Extracted text:

Are we dealing with a cult?

NeoCatechumenal Way

Are We Dealing With a Cult?

As many Catholics on Guam know, the Church on Guam is currently in a state of profound crisis.  After much reflection, I have to ask, “Does the Neocatechumenal Way on Guam practice or exhibit any of the classic signs of cults and sects, and if so, which ones?

ReGAIN, an organization whose mission is to reach out to, unite and support those touched or adversely affected by two other problematic Catholic movements, has published the following list of thirteen characteristics of cult-like organizations.  Look through the list, and based on your personal experience or those of your loved ones, count those that apply to the Neocatechumenal Way on Guam.  I count at least ten.  How about you?

  1. The group is focused on a living leader to whom members seem to display excessively zealous, unquestioning commitment. There is an unhealthy cult of personality around the founder of the NCW, Kiko Arguello.
  2. The group is preoccupied with bringing in new members.  Is anybody really disputing this?
  3. The group is preoccupied with making money.  Kiko’s “New Aesthetic” is quite a cash cow, as many are now beginning to see. Click here  to read more about this.
  4. Questioning, doubt, and dissent are discouraged or even punished.   Catechumen’s are to listen. Questions are not are either not typically entertained at catechetical sessions.

Parts of the exercise:
- a) Translate this sentence from the post on the Neocatechumenal Way on Guam into Spanish: "As many Catholics on Guam know, the Church on Guam is currently in a state of profound crisis."
- b) Continue the post on the Neocatechumenal Way on Guam from its last line, keeping its numbered-list format.

Material shown:
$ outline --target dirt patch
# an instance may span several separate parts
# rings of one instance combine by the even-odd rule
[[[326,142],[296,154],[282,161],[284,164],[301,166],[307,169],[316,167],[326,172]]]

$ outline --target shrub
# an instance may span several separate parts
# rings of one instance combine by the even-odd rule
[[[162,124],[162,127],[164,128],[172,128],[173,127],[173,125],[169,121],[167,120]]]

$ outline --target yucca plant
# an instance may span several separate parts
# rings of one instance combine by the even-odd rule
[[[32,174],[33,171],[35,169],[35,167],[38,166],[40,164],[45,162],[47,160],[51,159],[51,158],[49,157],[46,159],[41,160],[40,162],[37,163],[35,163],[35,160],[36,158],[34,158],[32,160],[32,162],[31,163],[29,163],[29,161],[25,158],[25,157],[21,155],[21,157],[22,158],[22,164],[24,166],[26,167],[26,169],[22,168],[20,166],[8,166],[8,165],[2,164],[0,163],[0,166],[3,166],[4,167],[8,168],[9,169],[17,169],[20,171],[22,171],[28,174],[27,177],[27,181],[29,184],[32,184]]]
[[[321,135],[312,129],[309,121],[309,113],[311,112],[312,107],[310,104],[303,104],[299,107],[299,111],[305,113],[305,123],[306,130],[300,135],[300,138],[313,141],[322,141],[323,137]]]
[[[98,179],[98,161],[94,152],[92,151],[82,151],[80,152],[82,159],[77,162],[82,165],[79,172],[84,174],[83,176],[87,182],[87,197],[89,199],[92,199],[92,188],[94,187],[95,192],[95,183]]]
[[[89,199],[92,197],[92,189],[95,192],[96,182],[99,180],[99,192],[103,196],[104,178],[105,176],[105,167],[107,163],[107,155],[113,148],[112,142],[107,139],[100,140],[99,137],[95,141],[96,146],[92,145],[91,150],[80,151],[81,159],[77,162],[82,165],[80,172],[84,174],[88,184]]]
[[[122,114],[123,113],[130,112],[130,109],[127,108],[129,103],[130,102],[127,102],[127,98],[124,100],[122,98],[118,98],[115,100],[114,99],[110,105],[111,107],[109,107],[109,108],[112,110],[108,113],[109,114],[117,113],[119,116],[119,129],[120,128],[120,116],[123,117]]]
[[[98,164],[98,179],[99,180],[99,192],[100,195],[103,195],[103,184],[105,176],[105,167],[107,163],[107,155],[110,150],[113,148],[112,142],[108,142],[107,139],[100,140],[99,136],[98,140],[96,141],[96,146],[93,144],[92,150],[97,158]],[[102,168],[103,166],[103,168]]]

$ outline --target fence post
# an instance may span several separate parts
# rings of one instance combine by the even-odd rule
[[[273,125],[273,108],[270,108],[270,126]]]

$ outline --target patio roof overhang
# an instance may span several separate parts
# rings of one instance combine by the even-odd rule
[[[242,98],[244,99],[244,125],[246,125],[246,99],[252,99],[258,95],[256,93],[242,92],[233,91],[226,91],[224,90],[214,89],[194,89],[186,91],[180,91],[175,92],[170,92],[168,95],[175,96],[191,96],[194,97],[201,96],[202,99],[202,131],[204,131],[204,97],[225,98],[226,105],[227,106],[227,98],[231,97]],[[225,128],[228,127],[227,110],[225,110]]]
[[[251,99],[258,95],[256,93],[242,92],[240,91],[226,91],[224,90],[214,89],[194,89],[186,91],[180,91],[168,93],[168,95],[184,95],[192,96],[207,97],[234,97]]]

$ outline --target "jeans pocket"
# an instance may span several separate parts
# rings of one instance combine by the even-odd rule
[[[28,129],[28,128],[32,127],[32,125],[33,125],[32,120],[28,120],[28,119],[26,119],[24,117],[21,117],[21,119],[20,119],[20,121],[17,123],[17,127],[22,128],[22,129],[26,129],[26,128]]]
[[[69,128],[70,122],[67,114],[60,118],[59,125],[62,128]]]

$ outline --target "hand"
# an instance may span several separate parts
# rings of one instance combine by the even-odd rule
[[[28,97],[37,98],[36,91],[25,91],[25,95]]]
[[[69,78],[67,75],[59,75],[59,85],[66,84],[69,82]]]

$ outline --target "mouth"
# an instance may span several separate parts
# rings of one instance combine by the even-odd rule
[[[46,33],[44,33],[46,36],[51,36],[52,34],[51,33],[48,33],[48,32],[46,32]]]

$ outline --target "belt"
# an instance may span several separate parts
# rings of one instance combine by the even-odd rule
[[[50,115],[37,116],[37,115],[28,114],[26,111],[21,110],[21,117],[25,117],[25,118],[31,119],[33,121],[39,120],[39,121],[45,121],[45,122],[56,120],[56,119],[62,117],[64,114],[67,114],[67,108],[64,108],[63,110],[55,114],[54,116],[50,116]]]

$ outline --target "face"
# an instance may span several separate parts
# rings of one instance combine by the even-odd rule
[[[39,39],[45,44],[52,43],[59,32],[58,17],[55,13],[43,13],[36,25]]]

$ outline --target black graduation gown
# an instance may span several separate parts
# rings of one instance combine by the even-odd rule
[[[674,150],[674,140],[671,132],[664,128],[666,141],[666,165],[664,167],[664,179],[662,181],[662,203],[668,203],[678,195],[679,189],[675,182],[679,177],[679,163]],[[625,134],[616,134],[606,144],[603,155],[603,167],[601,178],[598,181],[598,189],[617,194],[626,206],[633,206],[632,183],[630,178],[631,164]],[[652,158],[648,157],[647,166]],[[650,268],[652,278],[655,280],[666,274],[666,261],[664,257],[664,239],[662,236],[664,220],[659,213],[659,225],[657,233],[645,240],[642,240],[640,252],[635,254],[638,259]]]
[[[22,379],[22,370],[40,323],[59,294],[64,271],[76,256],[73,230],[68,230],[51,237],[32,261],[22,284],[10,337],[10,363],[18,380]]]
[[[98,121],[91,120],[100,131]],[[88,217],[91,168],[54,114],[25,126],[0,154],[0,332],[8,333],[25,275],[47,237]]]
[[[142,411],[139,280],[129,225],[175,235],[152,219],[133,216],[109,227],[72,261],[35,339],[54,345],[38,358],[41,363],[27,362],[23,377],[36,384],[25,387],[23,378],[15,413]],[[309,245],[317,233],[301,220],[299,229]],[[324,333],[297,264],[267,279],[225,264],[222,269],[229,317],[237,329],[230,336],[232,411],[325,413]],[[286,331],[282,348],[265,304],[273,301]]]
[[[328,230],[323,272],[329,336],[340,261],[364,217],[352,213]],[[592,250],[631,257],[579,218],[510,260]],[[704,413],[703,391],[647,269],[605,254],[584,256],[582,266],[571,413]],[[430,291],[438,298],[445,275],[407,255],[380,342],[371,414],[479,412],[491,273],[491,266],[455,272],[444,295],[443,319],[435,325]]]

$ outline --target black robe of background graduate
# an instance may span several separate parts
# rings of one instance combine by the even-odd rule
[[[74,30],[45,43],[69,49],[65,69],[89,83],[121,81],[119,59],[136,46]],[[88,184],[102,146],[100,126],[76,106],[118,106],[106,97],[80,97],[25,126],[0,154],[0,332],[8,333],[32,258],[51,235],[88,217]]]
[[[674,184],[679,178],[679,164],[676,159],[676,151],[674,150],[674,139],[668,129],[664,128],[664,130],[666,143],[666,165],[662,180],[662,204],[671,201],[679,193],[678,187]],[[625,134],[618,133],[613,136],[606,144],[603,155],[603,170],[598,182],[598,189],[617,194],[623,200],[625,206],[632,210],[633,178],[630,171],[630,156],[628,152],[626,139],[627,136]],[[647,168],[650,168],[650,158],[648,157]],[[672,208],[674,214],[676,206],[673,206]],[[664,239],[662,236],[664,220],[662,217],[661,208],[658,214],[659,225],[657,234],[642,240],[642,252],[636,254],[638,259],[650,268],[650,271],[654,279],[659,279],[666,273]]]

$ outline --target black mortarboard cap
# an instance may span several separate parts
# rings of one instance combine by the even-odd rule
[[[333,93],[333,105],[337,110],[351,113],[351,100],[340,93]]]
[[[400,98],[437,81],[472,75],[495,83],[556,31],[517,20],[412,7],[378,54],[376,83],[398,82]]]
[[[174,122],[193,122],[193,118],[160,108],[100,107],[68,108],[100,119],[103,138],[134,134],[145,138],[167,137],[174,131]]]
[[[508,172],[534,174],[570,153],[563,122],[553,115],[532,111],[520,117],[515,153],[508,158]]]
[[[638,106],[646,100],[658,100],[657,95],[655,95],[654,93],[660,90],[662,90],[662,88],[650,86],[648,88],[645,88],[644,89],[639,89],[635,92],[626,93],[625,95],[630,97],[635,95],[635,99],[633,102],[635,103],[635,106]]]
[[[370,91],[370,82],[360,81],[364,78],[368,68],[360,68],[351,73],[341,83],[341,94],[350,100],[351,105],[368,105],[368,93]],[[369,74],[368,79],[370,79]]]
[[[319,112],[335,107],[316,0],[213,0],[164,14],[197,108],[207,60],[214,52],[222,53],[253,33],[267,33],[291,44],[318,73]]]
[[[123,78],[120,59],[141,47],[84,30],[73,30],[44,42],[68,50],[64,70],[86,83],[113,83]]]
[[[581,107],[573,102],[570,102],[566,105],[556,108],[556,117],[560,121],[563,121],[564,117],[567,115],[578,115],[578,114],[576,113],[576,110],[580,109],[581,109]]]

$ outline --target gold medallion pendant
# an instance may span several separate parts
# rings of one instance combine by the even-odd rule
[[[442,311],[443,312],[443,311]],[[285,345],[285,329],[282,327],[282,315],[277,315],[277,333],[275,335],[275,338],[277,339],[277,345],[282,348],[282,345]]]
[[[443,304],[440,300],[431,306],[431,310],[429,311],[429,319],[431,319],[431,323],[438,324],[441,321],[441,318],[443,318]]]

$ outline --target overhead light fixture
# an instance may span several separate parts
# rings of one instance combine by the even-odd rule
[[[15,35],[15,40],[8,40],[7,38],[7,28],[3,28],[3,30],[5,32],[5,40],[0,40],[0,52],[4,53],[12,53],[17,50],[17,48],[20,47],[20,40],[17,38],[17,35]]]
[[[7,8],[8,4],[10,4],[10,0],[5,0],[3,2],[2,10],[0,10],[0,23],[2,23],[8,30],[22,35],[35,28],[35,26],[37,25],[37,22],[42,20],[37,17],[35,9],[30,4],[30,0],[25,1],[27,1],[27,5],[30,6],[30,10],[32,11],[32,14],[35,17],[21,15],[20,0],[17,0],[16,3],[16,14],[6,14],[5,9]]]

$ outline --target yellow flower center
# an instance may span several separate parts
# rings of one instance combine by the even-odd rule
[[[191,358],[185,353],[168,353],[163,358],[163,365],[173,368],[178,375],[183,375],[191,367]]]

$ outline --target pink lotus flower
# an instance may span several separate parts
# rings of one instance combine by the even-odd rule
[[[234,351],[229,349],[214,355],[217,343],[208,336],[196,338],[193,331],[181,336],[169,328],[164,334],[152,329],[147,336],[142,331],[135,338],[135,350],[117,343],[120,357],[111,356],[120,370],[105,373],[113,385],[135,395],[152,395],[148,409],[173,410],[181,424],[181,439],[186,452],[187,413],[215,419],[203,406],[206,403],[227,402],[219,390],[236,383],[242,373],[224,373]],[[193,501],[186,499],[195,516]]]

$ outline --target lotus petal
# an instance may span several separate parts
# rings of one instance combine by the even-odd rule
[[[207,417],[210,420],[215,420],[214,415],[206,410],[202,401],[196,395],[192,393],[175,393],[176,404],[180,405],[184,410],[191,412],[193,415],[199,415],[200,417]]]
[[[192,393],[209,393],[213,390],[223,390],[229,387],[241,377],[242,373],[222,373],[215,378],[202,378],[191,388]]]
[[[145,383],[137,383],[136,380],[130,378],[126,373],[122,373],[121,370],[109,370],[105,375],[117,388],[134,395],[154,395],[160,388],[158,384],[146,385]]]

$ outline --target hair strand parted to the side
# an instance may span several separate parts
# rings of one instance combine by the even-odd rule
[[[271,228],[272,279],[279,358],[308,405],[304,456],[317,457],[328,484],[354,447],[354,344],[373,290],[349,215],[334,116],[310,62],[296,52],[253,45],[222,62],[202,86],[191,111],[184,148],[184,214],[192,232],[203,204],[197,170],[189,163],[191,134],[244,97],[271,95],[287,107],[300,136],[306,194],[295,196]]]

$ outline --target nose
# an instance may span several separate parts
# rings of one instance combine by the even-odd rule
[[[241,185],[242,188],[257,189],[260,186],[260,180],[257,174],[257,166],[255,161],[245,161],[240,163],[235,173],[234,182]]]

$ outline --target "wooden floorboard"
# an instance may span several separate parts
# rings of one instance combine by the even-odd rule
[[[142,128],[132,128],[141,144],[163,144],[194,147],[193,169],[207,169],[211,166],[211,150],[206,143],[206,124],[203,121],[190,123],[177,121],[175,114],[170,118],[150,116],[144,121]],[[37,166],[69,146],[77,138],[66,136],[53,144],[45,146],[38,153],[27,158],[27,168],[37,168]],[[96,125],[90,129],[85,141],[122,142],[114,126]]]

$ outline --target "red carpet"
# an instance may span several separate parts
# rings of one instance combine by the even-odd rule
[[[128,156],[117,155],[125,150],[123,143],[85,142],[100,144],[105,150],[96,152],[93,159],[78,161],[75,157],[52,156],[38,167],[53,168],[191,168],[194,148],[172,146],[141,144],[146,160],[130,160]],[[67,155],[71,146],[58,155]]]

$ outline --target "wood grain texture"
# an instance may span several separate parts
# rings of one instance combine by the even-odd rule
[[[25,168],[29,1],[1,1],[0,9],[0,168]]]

Answer set:
- a) Como saben muchos católicos de Guam, la Iglesia en Guam se encuentra actualmente en un estado de profunda crisis.

- b)
  5. The leadership dictates -sometimes in great detail- how members should think, act and feel [for example: members must get permission from leaders to date, change jobs, get married; leaders may prescribe what type of clothes to wear, where to live, how to discipline children, and so forth].  There are many anecdotes regarding the excessive control the catechists have. One mother on Guam was told to have her 13-year old son circumcised. Members must ask permission to take off-island vacations. Young men are encourage to marry “a daughter of Israel” (i.e. a member).
  6. The group is elitist, claiming a special, exalted status for itself, its leaders and members [for example: the leader is considered the Messiah, or an avatar; the group and/or the leader has a special mission to save humanity].
  7. The group has a polarized us-versus-them mentality, which causes conflict with the wider society. Some examples: Kiko’s followers do not worship with the rest of the faithful on Guam, and their youth do not travel with Guam’s faithful to World Youth Day.
  8. The group’s leader is not accountable to any authorities [as are, for example, military commanders and ministers, priests, monks, and rabbis of mainstream denominations].
  9. The group teaches or implies that its supposedly exalted ends justify means that members would have considered unethical before joining the group [for example: collecting money for bogus charities].
  10. The leadership induces feeling of guilt in members in order to control them. Many anecdotes exist in our local community to assert this. Catechists exert incredible pressure on those who wish to leave, suggesting that their salvation is at risk.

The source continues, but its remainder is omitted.